**INSTRUKSI TERTULIS A:** Ubah bagian teks tentang penghentian siaran TV analog yang dimulai dari "Menteri Komunikasi dan" dan berakhir pada "hari. Dokumentasi Kemenkominfo." dengan mengganti "Kamis" menjadi "Jumat", lalu tuliskan bagian itu kembali.

**KUTIPAN SUMBER:**

################

Menteri Komunikasi dan Informatika Johnny G plate (kanan) didampingi Menteri Koordinator Bidang Politik, Hukum, Keamanan dan HAM Mahfud MD (kedua dari kanan) menyaksikan seremoni penghentian siaran TV Analog di Indonesia di acara Prosesi Hitung Mundur Penghentian Siaran Televisi Analog Jabodetabek, di halaman Kantor Kementerian Kominfo, Jakarta Pusat, Kamis (03/11/2022) dini hari. Dokumentasi Kemenkominfo.

“Kekurangannya, proses implementasi TV digital memerlukan keterlibatan banyak pihak. Mulai masyarakat hingga pemerintah. Nah, dari segi teknologi baru, tentu diperlukan multiplexer. Beberapa kendala juga masih ada seperti kebutuhan set top box (STB),” imbuhnya.

################

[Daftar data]
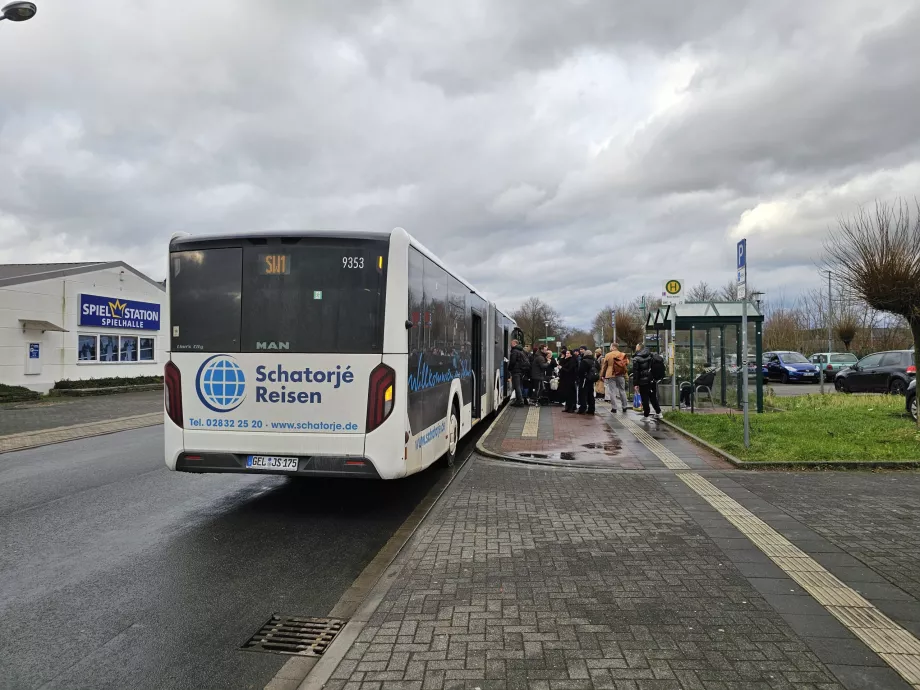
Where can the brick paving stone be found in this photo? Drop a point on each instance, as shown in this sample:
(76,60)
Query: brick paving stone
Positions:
(874,517)
(527,577)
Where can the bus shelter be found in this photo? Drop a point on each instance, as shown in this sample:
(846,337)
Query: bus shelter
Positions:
(708,335)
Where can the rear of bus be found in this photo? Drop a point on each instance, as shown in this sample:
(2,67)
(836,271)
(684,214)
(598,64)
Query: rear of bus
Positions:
(276,360)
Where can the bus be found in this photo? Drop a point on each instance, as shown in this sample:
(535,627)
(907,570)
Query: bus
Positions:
(318,353)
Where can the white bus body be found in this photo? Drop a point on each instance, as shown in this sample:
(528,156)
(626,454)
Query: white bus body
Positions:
(323,353)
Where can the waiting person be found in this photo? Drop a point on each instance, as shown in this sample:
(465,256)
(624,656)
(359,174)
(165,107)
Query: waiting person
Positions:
(518,367)
(567,379)
(587,370)
(643,380)
(598,363)
(538,368)
(613,374)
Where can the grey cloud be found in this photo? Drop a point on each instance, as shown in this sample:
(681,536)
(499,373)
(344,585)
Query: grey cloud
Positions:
(529,144)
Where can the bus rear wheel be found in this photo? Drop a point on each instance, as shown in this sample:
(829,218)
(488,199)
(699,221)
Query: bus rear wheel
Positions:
(453,436)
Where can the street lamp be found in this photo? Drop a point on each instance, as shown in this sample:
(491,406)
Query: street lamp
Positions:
(18,11)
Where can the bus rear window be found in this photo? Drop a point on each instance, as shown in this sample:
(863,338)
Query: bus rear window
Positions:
(205,300)
(319,295)
(315,295)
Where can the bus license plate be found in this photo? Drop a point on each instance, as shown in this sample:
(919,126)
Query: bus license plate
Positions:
(270,462)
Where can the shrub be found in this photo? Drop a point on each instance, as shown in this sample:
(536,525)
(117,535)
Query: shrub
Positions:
(109,382)
(17,394)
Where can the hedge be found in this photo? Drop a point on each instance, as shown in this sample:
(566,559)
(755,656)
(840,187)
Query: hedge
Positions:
(110,382)
(17,394)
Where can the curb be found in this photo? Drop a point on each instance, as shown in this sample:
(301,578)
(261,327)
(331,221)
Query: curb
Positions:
(795,464)
(323,669)
(482,450)
(61,434)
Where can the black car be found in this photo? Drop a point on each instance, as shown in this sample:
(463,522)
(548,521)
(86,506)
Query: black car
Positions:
(882,372)
(911,402)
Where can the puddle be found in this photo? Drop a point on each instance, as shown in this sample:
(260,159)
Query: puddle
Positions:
(609,446)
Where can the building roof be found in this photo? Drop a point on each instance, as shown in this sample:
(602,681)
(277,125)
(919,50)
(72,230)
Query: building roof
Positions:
(16,274)
(18,270)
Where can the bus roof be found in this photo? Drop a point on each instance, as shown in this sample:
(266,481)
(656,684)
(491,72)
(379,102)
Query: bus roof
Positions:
(181,240)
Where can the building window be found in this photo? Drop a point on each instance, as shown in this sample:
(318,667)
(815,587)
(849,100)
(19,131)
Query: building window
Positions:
(87,348)
(108,348)
(148,349)
(114,348)
(127,350)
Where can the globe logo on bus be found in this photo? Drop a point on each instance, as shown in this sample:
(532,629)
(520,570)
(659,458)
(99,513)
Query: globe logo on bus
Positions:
(221,384)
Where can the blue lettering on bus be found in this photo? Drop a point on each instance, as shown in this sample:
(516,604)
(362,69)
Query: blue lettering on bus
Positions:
(430,435)
(424,377)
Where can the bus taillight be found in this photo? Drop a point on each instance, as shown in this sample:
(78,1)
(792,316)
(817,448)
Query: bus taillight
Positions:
(380,396)
(173,382)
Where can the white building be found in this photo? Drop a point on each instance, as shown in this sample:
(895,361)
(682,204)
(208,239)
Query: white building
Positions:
(79,321)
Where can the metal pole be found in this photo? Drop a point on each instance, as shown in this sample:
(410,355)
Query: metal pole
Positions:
(744,389)
(672,353)
(830,316)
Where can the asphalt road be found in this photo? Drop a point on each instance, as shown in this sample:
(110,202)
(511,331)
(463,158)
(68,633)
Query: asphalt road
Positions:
(116,573)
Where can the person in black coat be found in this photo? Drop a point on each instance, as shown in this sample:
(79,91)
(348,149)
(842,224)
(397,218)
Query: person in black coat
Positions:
(586,367)
(538,368)
(567,376)
(643,381)
(518,367)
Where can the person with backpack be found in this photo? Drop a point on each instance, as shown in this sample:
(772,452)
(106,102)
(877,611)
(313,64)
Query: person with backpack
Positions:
(568,368)
(613,374)
(588,376)
(538,368)
(518,366)
(648,369)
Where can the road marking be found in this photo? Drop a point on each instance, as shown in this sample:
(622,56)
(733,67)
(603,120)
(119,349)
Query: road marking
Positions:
(60,434)
(898,647)
(532,423)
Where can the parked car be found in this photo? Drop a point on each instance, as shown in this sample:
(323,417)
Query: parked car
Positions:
(831,363)
(882,372)
(787,367)
(911,402)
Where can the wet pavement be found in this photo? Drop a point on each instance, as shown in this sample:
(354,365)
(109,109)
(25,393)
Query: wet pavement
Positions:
(50,413)
(116,573)
(549,436)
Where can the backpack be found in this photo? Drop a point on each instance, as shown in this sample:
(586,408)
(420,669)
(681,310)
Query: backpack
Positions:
(593,376)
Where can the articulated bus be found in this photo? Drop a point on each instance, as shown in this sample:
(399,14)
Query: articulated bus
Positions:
(325,353)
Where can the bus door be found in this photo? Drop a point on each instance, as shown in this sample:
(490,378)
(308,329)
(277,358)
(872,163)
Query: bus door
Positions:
(476,365)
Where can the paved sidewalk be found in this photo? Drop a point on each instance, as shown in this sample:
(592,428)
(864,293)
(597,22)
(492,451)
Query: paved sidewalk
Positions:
(17,418)
(549,436)
(681,578)
(30,425)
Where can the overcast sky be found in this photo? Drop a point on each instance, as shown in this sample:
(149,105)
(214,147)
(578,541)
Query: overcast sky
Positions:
(583,151)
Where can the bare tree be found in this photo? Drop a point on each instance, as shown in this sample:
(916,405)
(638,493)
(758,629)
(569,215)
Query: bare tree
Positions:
(702,292)
(877,256)
(532,316)
(577,338)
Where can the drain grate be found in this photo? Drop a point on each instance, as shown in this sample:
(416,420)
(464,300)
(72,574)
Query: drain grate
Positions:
(296,636)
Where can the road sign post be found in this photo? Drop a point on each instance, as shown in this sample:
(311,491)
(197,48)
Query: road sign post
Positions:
(742,294)
(672,294)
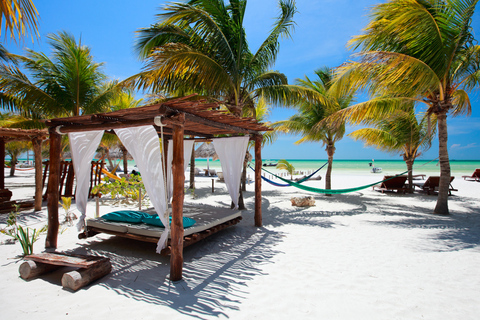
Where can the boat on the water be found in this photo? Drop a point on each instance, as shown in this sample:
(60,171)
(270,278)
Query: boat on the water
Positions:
(374,169)
(270,164)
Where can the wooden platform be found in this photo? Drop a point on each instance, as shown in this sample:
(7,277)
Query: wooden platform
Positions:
(187,240)
(90,268)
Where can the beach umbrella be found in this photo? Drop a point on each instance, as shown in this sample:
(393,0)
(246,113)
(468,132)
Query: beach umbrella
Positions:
(206,150)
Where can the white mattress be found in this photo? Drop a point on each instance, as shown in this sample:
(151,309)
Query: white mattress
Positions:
(205,217)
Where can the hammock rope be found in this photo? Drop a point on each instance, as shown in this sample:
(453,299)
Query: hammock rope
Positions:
(331,191)
(276,184)
(339,191)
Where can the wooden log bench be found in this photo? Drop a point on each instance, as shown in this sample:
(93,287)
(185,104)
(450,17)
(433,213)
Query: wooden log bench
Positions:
(90,268)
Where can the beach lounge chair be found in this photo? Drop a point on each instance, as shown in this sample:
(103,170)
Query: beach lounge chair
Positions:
(394,184)
(474,177)
(430,186)
(197,172)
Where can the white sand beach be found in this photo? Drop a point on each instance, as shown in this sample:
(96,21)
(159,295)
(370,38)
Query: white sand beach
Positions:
(362,255)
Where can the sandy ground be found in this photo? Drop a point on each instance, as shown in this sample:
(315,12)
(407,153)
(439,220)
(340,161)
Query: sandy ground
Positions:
(363,255)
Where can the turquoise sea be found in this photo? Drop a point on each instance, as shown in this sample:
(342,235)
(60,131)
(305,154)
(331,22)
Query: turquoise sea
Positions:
(458,167)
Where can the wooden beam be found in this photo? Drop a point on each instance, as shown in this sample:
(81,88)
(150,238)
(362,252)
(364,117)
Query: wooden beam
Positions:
(2,173)
(258,180)
(214,124)
(37,151)
(176,259)
(53,185)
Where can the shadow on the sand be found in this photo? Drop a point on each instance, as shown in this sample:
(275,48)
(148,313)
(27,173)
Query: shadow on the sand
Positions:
(216,272)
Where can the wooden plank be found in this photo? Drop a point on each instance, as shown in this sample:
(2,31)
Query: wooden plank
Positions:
(258,180)
(66,260)
(37,151)
(2,172)
(176,232)
(52,190)
(77,279)
(30,269)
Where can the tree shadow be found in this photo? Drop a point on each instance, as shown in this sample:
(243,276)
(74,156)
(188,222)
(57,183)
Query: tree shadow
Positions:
(215,275)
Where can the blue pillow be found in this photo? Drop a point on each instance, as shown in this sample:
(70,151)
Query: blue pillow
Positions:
(131,216)
(154,220)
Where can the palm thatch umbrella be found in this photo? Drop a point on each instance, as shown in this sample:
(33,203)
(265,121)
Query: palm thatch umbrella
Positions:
(206,150)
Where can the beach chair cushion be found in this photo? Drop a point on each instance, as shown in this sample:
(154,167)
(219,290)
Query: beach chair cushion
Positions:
(131,216)
(154,220)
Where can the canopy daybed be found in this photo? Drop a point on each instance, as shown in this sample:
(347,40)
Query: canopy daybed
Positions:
(174,119)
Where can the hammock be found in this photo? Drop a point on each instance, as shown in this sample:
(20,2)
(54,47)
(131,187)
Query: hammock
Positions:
(331,191)
(276,184)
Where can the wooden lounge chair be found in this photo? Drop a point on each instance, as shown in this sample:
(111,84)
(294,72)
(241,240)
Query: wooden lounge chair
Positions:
(430,186)
(474,177)
(394,184)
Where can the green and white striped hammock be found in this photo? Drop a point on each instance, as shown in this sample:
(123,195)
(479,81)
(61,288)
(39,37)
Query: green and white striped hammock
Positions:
(331,191)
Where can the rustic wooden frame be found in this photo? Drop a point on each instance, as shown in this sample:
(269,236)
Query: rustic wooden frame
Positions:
(181,116)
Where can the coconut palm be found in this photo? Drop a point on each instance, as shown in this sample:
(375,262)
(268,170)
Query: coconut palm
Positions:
(68,84)
(18,16)
(308,121)
(400,133)
(14,149)
(201,46)
(421,51)
(285,165)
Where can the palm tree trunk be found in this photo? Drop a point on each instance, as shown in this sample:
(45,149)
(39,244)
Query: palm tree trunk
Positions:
(37,151)
(328,176)
(125,160)
(244,176)
(409,163)
(442,201)
(13,162)
(192,169)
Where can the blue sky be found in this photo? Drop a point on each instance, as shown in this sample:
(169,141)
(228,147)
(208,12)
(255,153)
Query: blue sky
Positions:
(322,30)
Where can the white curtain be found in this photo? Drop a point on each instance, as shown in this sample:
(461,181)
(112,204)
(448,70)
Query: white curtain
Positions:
(187,153)
(83,146)
(144,146)
(231,152)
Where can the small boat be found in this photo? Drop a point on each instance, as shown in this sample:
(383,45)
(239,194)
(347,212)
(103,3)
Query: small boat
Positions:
(374,169)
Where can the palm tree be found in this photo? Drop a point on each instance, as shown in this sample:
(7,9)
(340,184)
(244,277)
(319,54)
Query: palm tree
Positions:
(309,119)
(17,16)
(69,84)
(399,133)
(14,149)
(201,46)
(285,165)
(420,51)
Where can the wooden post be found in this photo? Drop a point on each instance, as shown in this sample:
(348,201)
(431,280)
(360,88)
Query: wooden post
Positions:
(192,167)
(76,279)
(52,189)
(258,180)
(30,269)
(2,173)
(37,152)
(176,258)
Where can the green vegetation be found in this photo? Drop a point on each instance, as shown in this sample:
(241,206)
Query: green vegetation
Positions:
(416,51)
(25,235)
(285,165)
(201,46)
(309,119)
(401,133)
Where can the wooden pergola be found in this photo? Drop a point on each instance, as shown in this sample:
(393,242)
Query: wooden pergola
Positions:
(36,136)
(180,117)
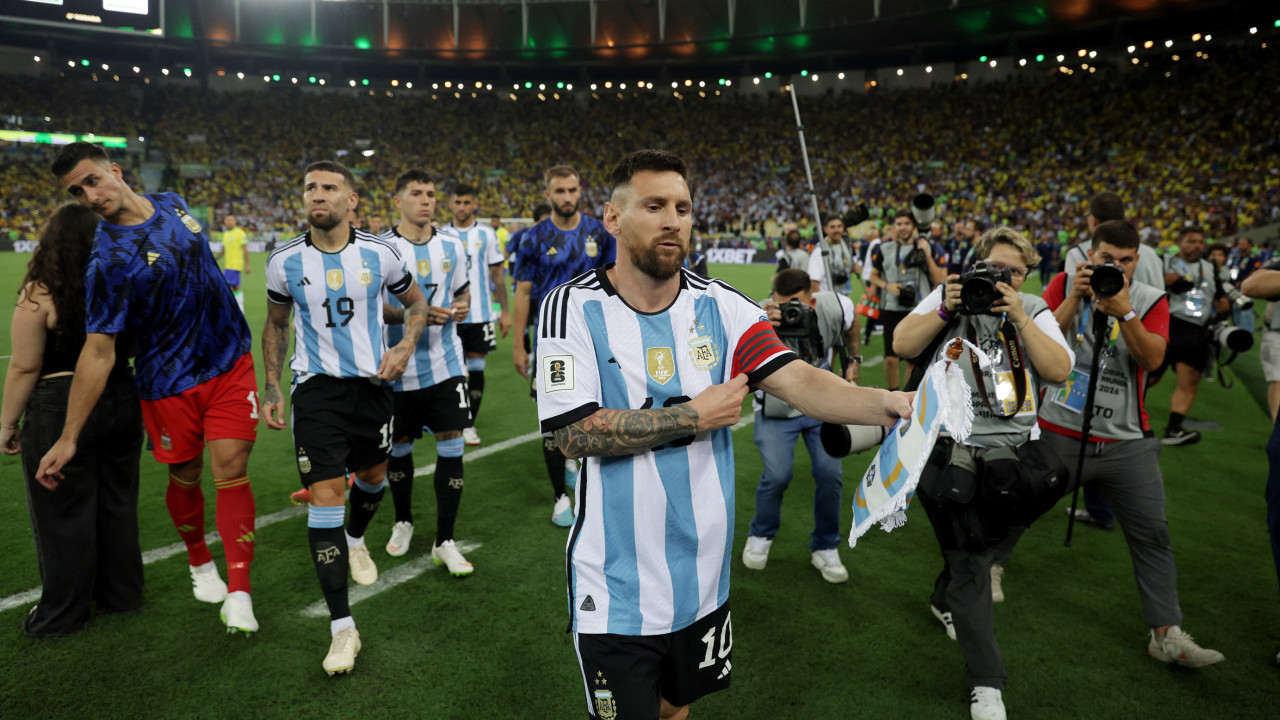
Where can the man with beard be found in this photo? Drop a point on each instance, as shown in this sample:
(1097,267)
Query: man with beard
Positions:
(342,405)
(549,254)
(643,369)
(1194,294)
(484,270)
(151,272)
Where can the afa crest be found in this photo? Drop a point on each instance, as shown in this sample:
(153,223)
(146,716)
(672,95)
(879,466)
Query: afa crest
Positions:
(661,364)
(703,352)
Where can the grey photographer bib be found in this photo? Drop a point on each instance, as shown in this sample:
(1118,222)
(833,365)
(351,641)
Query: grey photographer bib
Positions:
(1118,401)
(990,431)
(831,327)
(1196,305)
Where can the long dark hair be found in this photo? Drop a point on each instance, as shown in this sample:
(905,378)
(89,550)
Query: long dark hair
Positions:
(59,264)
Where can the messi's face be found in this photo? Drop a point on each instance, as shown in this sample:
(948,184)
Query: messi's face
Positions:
(653,219)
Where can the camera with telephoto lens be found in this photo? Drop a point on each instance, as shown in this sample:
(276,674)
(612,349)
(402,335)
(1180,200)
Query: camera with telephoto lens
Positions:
(1107,279)
(799,331)
(978,290)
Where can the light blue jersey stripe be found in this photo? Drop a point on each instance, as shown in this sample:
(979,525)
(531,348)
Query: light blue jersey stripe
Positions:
(339,333)
(672,461)
(617,490)
(293,274)
(374,302)
(707,310)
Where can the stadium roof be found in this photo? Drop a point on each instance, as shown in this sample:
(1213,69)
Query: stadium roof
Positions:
(496,37)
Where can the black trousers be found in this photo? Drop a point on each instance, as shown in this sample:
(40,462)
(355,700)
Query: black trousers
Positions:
(86,531)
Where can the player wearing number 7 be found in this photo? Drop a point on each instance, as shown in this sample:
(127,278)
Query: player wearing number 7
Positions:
(334,277)
(641,369)
(151,274)
(433,392)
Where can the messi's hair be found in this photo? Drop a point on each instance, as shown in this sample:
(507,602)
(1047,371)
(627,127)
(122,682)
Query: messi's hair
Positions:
(561,172)
(1106,206)
(1006,236)
(330,167)
(790,282)
(65,241)
(1116,233)
(69,155)
(416,174)
(645,160)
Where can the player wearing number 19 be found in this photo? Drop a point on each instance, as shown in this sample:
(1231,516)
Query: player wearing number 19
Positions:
(334,277)
(433,392)
(641,369)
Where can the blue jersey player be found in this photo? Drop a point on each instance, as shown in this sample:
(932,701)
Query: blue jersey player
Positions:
(151,272)
(553,251)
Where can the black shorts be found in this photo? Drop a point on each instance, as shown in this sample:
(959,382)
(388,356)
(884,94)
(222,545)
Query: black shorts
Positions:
(890,319)
(627,675)
(339,425)
(1188,343)
(437,409)
(478,337)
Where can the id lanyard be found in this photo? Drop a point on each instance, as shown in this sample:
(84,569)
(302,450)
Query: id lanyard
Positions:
(1014,350)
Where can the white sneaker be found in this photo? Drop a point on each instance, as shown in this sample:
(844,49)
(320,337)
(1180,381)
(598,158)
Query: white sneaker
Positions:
(827,561)
(448,554)
(206,584)
(986,703)
(401,534)
(237,613)
(362,569)
(757,552)
(945,618)
(1176,646)
(342,652)
(563,511)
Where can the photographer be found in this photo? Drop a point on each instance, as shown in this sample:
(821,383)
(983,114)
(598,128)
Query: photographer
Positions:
(832,254)
(812,324)
(976,492)
(1194,295)
(1123,455)
(904,267)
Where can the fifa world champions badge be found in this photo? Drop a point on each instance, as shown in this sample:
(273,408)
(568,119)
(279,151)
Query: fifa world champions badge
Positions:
(888,484)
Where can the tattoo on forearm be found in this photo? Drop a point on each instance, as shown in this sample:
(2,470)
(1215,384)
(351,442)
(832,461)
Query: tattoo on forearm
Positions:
(626,432)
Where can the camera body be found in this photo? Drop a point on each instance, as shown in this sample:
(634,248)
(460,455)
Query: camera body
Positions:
(978,290)
(1107,279)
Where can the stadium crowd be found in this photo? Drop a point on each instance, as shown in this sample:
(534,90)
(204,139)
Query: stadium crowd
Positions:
(1020,153)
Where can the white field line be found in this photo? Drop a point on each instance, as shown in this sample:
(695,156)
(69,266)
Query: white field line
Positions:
(385,580)
(159,554)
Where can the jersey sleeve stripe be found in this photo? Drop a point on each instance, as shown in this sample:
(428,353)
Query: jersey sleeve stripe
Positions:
(552,424)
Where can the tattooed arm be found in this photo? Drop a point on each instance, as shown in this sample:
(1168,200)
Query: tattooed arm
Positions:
(275,343)
(626,432)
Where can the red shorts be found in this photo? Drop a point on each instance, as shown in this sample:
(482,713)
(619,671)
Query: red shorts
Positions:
(218,409)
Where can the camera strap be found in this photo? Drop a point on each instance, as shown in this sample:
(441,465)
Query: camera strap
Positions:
(1016,363)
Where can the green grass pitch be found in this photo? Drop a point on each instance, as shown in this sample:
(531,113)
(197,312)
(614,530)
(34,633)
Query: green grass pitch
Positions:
(494,645)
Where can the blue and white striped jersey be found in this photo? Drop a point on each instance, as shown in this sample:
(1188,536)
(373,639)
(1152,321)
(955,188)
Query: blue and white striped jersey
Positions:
(650,548)
(484,250)
(440,269)
(337,301)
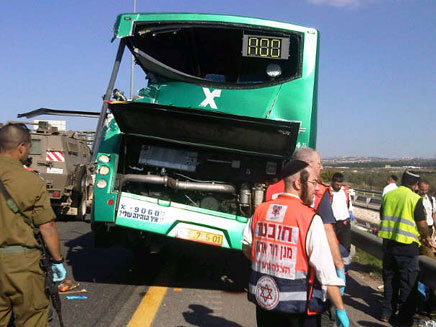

################

**INSTRUKSI TERTULIS B:** Saring baris-baris di atas dan salin setiap baris yang memuat kata "green", dengan memperhatikan huruf besar dan kecil.

**JAWABAN LENGKAP A:**
Menteri Komunikasi dan Informatika Johnny G plate (kanan) didampingi Menteri Koordinator Bidang Politik, Hukum, Keamanan dan HAM Mahfud MD (kedua dari kanan) menyaksikan seremoni penghentian siaran TV Analog di Indonesia di acara Prosesi Hitung Mundur Penghentian Siaran Televisi Analog Jabodetabek, di halaman Kantor Kementerian Kominfo, Jakarta Pusat, Jumat (03/11/2022) dini hari. Dokumentasi Kemenkominfo.

**JAWABAN LENGKAP B:**
Where can the green and white striped hammock be found in this photo? Drop a point on each instance, as shown in this sample:
Query: green and white striped hammock
Where can the green vegetation be found in this photo? Drop a point on each instance, as shown in this sample:
Query: green vegetation
Where can the green grass pitch be found in this photo? Drop a point on each instance, as shown in this sample:
Query: green grass pitch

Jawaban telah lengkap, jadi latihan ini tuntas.